INTERVIEW: Beginnings of a transformation, democracy protests bring down Mubarak

By Ryan Nobles - bio | email
Posted by Terry Alexander - email

RICHMOND, VA (WWBT) - The world continues to watch as the future of the largest Arabic country in the world remains in doubt. Today Egypt's President Hosni Mubarak finally relinquished power and has left the capitol. This is what it looks like there in the country right now. The next few days could have a critical impact on the rest the Arab world. Dr. Joshua Walker is professor at the University of Richmond and an expert on international affairs. Dr. Walker, thank you for being here.

Dr. Joshua Walker:
Thank you so much for having me.

Ryan Nobles: First, from what you can tell, and maybe no one really knows the answer to this question, but who is in power in Egypt right now?

Dr. Joshua Walker:
It's hard to tell what individual leader is in power right now, but it seems pretty clear that the Egyptian military has taken over here and Egypt's military has an interesting delicate balance between trying to show it's part of the protest in terms of being with the Egyptian people and trying to maintain rule of order and what we saw just today in terms of Mubarak leaving seems to have the hand print of the military all over it.

Ryan Nobles: It seems that the world has embraced this revolution that is seems "of the people." is it more complex than that? Is this a genuine effort by people just fighting for democracy or are they fighting for something else?

Dr. Joshua Walker:
I think every revolution is probably more, complex, but I think in terms of tag line, the entire international community, with the exception of specific states, Israel not as excited about what they're seeing and a lot of other Arab regimes not excited, but the U.S. president has jumped on board, a lot of world leaders jump on board and it seems clear the revolution has painted as a genuine work. The question is how do we work from that to an actual workable state?

ENTRIES PROVIDED =

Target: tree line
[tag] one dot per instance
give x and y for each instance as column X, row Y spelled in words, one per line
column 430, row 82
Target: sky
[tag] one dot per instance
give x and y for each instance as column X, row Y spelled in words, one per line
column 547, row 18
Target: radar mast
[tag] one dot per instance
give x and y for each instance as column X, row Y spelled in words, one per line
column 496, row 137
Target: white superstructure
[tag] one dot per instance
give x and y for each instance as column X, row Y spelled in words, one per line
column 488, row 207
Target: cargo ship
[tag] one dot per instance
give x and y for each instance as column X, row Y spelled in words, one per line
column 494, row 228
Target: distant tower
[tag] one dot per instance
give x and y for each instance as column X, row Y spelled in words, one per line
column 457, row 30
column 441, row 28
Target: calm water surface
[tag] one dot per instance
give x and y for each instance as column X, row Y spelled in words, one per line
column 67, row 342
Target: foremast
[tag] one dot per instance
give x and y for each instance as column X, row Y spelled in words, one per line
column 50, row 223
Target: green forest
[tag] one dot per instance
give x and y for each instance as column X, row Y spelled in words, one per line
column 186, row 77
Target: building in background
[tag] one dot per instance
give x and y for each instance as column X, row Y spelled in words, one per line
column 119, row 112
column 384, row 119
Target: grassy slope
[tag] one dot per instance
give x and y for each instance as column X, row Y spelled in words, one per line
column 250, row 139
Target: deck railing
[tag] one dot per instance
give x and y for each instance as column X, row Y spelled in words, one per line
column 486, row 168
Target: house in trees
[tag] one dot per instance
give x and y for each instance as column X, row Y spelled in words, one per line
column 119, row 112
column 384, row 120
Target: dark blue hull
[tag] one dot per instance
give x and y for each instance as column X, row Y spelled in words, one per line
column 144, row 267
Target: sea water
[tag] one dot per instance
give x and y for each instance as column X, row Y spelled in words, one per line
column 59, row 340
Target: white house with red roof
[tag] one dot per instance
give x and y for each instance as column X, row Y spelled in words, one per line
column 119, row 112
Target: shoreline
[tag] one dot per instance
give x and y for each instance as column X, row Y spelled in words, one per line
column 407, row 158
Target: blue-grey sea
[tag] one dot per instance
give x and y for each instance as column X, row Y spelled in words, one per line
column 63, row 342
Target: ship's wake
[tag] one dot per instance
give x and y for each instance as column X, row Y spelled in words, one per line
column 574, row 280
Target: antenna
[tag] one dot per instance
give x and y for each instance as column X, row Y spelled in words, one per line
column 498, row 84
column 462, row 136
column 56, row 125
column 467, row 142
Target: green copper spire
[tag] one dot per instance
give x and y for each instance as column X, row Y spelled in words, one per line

PROBLEM SET =
• 1. Answer these about the interview on Mubarak's fall:
(a) At which university is Dr. Joshua Walker a professor?
(b) According to Walker, who seems to have taken over in Egypt?
(c) Which country does Walker name as not excited about what it is seeing?
• 2. Please pick up the interview on Mubarak's fall where it stops.

IN RESPONSE =
• 1.
(a) The University of Richmond
(b) The Egyptian military
(c) Israel

• 2.
Ryan Nobles: The Obama administration is very concerned about this transition of power. How could this new leader, whoever it may be, really complicate or make things easier for the United States government in terms of their relationship with the Middle East?

Dr. Joshua Walker:
I think what's going to watch is exactly how the Muslim Brotherhood plays into the story. Is it going to have a large disproportionate influence in terms of ideology which will complicate our interests in the region, or will they keep the peace that's been there between Israel and Egypt? I think the Egypt military is in charge will somebody who's moderate who will work with the U.S. but also work with the Egyptians to figure out how they can continue to express their legitimate interests in the region.

Ryan Nobles: Do you foresee some sort of theocracy in charge here or a legitimate democracy that we're accustomed to here in the U.S.

Dr. Joshua Walker:
I don't see an Iran but not also an America happening over night. It took us over 125 years to get here and all we can do is wish the best for the Egyptian people but today is a momentous day for sure.

Ryan Nobles: Incredible insight. Thank you for being here.

Dr. Joshua Walker:
Thank you.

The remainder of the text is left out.